● Text section

The prospectus also contains reports such as:-
(i)
Auditor’s report showing profit and loss in each of the last five
years, rates of dividend paid during the last five years, assets and
liabilities at the date of last accounts and details relating to
subsidiary companies.
(ii)
Where the proceeds of the issue are to be used to buy a business, a
report by named accountants on profit and loss of the business for each
of the last five years.
(iii)
Where the proceeds of the issue are to be used to buy shares in any
other body corporate, a report by named accountants on profit or loss of
that body corporate for each of the last five years.
The aim of
the statutory provision is to enable the prospective investor to asses
the risk of the intended investment, each matter is stated for a
specific purpose, for example the names, occupations and postal address
of directors enables the prospective investors to know who the directors
of the company are or will be. It is very important to know who the
“drivers” will be since save arrival of the vehicle exclusively depends
on the competence of drivers who are called “directors”. The disclosure
of their occupation and qualification would facilitate the
ascertainment of their suitability for appointment as directors by
indicating whether they have relevant business experience.
Statement in Lieu of Prospectus
Section
50(1) provides that a company having a share capital which does not
issue a prospectus on or with reference to its formation or which has
issued such a prospectus but does not proceed to allot any of its shares
or debentures shall not allot any of the said shares or debentures
unless, at least three days before the first allotment, there has been
delivered to the registrar for registration a statement in lieu of
prospectus.
Section 32(1)

● To-do list
[a] In the text on the statement in lieu of prospectus, switch "three days" to "seven days" and give the passage from "Statement in Lieu of Prospectus" to "Section 32(1)".
[b] Express the listing from the line with "Can you see the woven" through its final line as a Markdown table with the columns Entry and Content, numbering each row and leaving out blank lines.

● Records to process
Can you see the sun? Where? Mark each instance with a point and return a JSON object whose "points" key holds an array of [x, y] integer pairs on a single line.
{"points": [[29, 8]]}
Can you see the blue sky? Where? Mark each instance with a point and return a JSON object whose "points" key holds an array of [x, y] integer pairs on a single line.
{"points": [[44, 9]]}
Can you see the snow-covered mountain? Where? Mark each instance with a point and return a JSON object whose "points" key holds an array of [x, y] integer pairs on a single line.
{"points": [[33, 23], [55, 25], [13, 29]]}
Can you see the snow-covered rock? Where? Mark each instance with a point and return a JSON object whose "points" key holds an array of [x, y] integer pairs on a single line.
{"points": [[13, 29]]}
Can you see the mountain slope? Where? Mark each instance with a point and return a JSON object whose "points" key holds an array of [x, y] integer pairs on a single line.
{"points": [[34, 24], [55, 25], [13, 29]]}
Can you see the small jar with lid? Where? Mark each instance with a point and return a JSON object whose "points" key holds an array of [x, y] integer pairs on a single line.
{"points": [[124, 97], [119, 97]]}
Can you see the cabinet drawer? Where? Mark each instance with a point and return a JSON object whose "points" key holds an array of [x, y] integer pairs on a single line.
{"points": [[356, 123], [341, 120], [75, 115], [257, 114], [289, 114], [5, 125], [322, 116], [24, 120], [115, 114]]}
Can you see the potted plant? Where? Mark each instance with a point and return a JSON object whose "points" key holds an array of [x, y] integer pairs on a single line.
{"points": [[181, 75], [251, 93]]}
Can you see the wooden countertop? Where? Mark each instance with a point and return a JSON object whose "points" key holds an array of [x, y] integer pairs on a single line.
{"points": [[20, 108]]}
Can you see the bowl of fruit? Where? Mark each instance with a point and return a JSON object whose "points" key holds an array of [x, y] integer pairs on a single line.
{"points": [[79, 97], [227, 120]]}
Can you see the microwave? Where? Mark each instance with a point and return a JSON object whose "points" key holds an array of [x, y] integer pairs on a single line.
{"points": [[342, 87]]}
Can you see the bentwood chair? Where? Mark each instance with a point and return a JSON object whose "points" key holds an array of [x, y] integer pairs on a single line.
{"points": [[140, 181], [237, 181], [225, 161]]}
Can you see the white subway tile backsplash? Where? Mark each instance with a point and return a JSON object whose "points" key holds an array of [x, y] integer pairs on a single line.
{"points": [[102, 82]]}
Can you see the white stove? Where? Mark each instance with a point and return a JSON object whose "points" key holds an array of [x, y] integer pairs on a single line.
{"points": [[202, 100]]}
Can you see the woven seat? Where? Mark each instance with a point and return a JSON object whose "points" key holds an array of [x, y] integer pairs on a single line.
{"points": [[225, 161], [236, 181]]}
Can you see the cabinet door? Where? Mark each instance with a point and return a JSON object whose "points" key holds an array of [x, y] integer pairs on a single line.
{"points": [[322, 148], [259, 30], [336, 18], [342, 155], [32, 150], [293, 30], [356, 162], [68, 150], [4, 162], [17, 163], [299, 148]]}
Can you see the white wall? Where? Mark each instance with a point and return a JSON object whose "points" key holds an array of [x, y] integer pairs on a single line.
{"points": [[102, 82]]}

● Expected results
[a]
Statement in Lieu of Prospectus
Section
50(1) provides that a company having a share capital which does not
issue a prospectus on or with reference to its formation or which has
issued such a prospectus but does not proceed to allot any of its shares
or debentures shall not allot any of the said shares or debentures
unless, at least seven days before the first allotment, there has been
delivered to the registrar for registration a statement in lieu of
prospectus.
Section 32(1)

[b]
| Entry | Content |
|---|---|
| 1 | Can you see the woven seat? Where? Mark each instance with a point and return a JSON object whose "points" key holds an array of [x, y] integer pairs on a single line. |
| 2 | {"points": [[225, 161], [236, 181]]} |
| 3 | Can you see the cabinet door? Where? Mark each instance with a point and return a JSON object whose "points" key holds an array of [x, y] integer pairs on a single line. |
| 4 | {"points": [[322, 148], [259, 30], [336, 18], [342, 155], [32, 150], [293, 30], [356, 162], [68, 150], [4, 162], [17, 163], [299, 148]]} |
| 5 | Can you see the white wall? Where? Mark each instance with a point and return a JSON object whose "points" key holds an array of [x, y] integer pairs on a single line. |
| 6 | {"points": [[102, 82]]} |